:: Tasks to carry out ::
A - List every Python version named in the Classifier lines of the delta-lake-reader package metadata.
B - According to the delta-lake-reader package metadata, which company developed the Delta format?
C - Retype the part of the delta-lake-reader package metadata that begins at the words "Requires-Dist: pyarrow (>=2.0.0,<3.0.0)" and stops after "build data lakes.".

Metadata-Version: 2.1
Name: delta-lake-reader
Version: 0.1.0
Summary: 
Home-page: https://github.com/jeppe742/DeltaLakeReader/actions
Author: Jeppe Johan Waarkjær Olsen
Author-email: jeppe742@gmail.com
Requires-Python: >=3.7,<4.0
Classifier: Programming Language :: Python :: 3
Classifier: Programming Language :: Python :: 3.7
Classifier: Programming Language :: Python :: 3.8
Classifier: Programming Language :: Python :: 3.9
Requires-Dist: azure-storage-blob (>=12.6.0,<13.0.0)
Requires-Dist: pyarrow (>=2.0.0,<3.0.0)
Project-URL: Repository, https://github.com/jeppe742/DeltaLakeReader/actions
Description-Content-Type: text/markdown

![Build package](https://github.com/jeppe742/DeltaLakeReader/workflows/Build%20python%20package/badge.svg)
# Delta Lake Reader
The [Delta](https://github.com/delta-io/delta) format, developed by Databricks, is often used to build data lakes.

:: Pointing and labeling entries ::
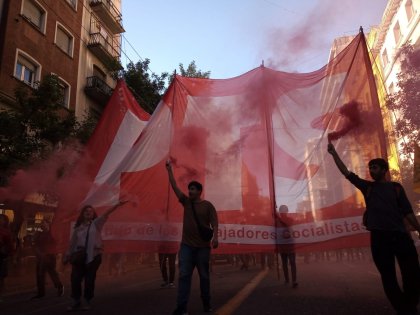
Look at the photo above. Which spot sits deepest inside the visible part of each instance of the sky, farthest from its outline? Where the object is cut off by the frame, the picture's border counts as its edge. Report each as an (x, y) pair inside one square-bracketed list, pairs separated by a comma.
[(231, 37)]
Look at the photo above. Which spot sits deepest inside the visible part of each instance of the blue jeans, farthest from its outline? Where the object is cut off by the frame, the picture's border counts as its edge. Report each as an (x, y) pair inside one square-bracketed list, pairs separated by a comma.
[(189, 258)]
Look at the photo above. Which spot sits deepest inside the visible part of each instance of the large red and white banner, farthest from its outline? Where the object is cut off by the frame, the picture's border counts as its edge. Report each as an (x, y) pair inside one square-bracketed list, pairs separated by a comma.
[(256, 142)]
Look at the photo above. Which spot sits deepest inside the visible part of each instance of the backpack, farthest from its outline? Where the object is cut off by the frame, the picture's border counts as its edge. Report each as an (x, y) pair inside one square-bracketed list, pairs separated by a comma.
[(397, 188)]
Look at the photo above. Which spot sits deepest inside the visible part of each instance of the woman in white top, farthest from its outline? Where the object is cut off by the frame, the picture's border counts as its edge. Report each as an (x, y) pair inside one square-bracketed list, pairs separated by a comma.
[(86, 245)]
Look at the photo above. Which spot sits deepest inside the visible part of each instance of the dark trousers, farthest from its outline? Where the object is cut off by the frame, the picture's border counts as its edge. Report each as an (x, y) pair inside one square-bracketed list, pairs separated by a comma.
[(167, 261), (387, 246), (46, 264), (190, 258), (285, 259), (86, 272)]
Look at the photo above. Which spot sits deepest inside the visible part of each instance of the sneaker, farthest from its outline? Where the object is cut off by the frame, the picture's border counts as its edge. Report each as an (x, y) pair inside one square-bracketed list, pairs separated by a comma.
[(179, 311), (207, 309), (38, 296), (60, 290)]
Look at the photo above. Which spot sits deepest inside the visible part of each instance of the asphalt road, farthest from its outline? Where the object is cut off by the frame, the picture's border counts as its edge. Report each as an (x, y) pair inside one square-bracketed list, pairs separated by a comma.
[(325, 287)]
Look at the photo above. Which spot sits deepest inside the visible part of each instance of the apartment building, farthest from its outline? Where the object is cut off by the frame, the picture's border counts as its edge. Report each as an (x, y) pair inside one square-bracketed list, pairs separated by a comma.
[(399, 25), (39, 38), (78, 40), (100, 51)]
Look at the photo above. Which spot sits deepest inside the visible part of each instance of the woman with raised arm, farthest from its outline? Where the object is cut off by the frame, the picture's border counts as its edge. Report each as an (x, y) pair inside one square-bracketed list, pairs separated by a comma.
[(85, 253)]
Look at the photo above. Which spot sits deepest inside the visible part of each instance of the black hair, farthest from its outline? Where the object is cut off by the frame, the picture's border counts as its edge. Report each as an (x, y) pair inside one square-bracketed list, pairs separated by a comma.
[(380, 162), (80, 218), (196, 185), (6, 219)]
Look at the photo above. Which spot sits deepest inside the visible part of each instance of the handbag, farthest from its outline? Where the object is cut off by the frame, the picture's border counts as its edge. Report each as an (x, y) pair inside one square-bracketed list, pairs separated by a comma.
[(78, 258), (206, 233)]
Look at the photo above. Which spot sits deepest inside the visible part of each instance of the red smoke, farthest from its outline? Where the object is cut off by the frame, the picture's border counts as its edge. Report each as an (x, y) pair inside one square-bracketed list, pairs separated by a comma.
[(53, 178)]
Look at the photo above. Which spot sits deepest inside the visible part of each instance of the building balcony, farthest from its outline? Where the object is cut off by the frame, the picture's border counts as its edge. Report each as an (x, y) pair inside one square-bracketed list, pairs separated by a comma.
[(107, 50), (109, 15), (98, 90)]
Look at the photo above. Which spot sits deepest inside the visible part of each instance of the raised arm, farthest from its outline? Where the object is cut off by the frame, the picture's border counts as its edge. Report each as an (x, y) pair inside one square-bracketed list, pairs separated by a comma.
[(340, 165), (411, 218), (172, 181)]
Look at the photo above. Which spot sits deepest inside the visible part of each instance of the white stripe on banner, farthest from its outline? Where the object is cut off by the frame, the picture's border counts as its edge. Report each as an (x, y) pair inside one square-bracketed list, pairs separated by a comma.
[(240, 234)]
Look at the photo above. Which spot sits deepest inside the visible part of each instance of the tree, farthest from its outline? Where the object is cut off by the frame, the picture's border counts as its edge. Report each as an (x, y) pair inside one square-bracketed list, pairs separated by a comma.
[(190, 72), (36, 126), (147, 87), (405, 102)]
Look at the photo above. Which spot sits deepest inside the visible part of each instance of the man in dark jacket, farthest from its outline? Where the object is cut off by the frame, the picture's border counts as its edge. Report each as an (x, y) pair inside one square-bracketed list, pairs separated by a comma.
[(194, 251), (386, 208)]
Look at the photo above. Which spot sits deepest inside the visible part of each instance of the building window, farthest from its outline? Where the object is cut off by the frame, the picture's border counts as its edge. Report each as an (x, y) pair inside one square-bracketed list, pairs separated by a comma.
[(409, 11), (65, 92), (35, 14), (391, 88), (72, 3), (97, 72), (27, 69), (397, 33), (64, 40), (385, 59)]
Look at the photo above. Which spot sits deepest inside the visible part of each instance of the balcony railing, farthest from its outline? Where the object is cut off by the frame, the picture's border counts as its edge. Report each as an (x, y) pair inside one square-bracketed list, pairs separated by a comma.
[(107, 49), (98, 90), (109, 14)]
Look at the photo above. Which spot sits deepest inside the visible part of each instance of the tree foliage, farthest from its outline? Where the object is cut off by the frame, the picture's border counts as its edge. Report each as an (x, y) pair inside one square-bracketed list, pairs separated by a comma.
[(37, 125), (191, 72), (147, 87), (405, 102)]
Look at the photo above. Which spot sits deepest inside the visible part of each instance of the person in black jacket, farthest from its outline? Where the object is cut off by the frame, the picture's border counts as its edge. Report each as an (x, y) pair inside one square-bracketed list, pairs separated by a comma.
[(387, 207), (45, 260)]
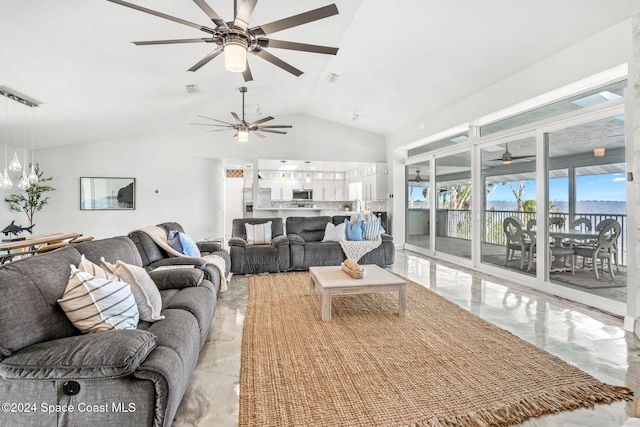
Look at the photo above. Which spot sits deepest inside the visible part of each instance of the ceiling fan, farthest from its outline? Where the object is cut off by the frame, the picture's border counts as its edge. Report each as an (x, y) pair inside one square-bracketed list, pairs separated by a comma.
[(507, 157), (242, 127), (235, 38)]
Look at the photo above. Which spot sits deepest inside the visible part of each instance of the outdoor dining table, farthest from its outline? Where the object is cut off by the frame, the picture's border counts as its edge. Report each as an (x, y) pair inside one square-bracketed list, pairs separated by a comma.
[(572, 234)]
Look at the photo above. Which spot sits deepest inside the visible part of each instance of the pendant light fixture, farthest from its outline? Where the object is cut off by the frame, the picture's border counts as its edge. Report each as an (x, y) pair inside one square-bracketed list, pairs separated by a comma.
[(15, 165), (6, 182), (283, 178)]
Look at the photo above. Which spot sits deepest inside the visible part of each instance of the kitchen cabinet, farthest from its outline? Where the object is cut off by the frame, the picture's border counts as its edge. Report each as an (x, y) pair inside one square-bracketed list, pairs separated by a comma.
[(373, 178), (328, 190)]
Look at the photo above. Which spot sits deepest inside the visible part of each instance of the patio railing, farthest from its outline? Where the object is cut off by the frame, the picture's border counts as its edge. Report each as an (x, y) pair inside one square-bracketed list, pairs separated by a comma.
[(458, 225)]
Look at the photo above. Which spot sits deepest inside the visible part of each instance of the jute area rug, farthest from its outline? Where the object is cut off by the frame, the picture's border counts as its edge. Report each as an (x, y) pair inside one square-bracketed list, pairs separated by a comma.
[(438, 366)]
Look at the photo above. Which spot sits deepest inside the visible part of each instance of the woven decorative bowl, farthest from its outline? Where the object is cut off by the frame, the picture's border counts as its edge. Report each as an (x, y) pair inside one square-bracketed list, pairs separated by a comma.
[(353, 269)]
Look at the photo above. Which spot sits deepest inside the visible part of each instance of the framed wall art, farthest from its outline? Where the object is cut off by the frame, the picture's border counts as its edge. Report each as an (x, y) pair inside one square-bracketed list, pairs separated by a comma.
[(100, 193)]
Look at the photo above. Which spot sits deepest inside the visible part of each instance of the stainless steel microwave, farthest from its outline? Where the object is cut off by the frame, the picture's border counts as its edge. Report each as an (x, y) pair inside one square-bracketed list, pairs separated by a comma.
[(302, 194)]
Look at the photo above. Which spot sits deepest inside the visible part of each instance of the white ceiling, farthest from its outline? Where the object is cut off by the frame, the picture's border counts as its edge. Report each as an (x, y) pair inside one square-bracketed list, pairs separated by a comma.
[(398, 61)]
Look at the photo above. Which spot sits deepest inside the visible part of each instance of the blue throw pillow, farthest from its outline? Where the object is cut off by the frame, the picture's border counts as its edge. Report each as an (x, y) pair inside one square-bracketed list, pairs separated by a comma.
[(174, 240), (355, 232), (189, 247)]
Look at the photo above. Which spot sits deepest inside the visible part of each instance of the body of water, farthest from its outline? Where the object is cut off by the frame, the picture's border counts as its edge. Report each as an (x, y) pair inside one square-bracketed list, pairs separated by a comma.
[(583, 206)]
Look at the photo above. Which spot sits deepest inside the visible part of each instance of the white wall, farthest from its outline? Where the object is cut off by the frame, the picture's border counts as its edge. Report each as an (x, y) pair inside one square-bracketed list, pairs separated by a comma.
[(601, 52), (185, 166)]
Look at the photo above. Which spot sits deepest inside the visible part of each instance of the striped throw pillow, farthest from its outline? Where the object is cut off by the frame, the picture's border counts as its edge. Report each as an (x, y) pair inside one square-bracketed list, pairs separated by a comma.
[(259, 234), (372, 229), (95, 304)]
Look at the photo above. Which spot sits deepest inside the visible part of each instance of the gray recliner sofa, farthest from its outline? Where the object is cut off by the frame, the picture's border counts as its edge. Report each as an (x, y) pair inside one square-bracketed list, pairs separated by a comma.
[(307, 248), (53, 375), (153, 256), (264, 258)]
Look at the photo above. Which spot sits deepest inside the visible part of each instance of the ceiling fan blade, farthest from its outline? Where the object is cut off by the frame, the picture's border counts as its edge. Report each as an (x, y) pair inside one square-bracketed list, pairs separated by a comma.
[(295, 20), (281, 44), (206, 59), (211, 124), (276, 61), (235, 116), (262, 120), (246, 74), (244, 14), (216, 120), (163, 15), (152, 42), (215, 18)]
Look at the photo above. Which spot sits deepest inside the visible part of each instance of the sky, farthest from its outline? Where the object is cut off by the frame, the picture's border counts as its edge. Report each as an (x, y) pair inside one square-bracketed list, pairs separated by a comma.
[(610, 187)]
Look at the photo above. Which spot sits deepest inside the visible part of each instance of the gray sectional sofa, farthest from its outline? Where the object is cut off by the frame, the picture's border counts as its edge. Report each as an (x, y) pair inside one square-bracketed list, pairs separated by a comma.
[(307, 248), (153, 256), (53, 375), (265, 258)]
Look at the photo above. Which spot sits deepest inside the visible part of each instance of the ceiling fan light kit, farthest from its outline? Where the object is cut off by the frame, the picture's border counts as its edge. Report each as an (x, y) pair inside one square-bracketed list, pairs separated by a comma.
[(235, 54)]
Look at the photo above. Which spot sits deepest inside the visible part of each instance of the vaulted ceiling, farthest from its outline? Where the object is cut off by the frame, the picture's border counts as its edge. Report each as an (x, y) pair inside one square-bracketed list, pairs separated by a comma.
[(397, 61)]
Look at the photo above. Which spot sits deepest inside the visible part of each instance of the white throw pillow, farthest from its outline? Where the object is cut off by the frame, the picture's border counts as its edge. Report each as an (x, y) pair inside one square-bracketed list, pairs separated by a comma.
[(95, 304), (143, 287), (335, 233), (93, 269), (258, 234), (372, 229)]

:: Results of the tasks ::
A - 3, 3.7, 3.8, 3.9

B - Databricks

C -
Requires-Dist: pyarrow (>=2.0.0,<3.0.0)
Project-URL: Repository, https://github.com/jeppe742/DeltaLakeReader/actions
Description-Content-Type: text/markdown

![Build package](https://github.com/jeppe742/DeltaLakeReader/workflows/Build%20python%20package/badge.svg)
# Delta Lake Reader
The [Delta](https://github.com/delta-io/delta) format, developed by Databricks, is often used to build data lakes.